Image-grounded pointing data
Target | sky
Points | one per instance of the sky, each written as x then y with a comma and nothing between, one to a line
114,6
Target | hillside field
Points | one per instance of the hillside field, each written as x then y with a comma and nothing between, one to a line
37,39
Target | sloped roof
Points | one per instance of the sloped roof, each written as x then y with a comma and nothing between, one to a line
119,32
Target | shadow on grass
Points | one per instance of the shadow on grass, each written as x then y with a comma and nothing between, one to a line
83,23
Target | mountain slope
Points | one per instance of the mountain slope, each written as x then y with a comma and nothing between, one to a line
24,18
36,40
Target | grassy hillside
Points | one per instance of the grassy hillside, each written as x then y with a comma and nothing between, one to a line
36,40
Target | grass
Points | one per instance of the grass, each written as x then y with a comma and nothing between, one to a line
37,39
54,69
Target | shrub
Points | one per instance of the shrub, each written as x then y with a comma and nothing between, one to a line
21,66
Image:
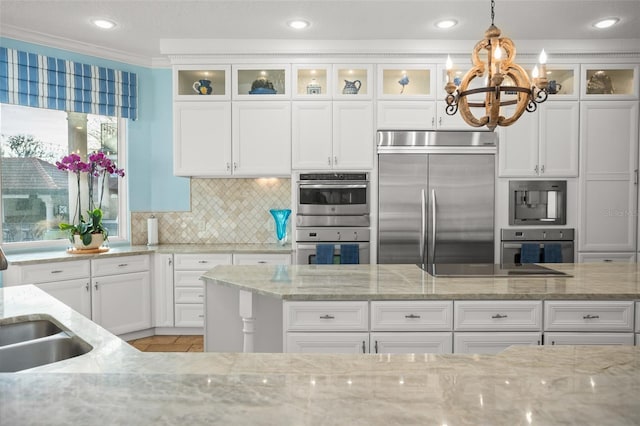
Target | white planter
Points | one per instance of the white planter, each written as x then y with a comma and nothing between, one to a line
96,242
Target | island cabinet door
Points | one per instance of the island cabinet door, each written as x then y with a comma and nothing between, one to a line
411,343
346,343
492,343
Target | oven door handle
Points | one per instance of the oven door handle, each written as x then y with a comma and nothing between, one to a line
423,227
332,186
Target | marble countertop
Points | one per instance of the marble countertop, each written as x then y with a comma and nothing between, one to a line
61,254
601,281
116,384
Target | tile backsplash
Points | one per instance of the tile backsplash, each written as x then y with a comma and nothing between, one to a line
223,211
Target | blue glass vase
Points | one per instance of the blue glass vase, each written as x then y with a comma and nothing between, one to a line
281,217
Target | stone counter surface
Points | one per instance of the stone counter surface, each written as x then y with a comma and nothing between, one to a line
597,281
34,257
116,384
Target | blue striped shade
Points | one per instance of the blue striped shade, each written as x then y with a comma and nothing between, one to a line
40,81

* **Exercise**:
Could you restate word for word the lines above from the one containing "Points | one per instance of the mountain" through the one containing "Target | grassy hillside", both included, and nothing else?

* **Task answer**:
Points | one per instance of the mountain slope, each written as x then y with a comma and nothing between, one to a line
24,18
36,40
Target | grassy hillside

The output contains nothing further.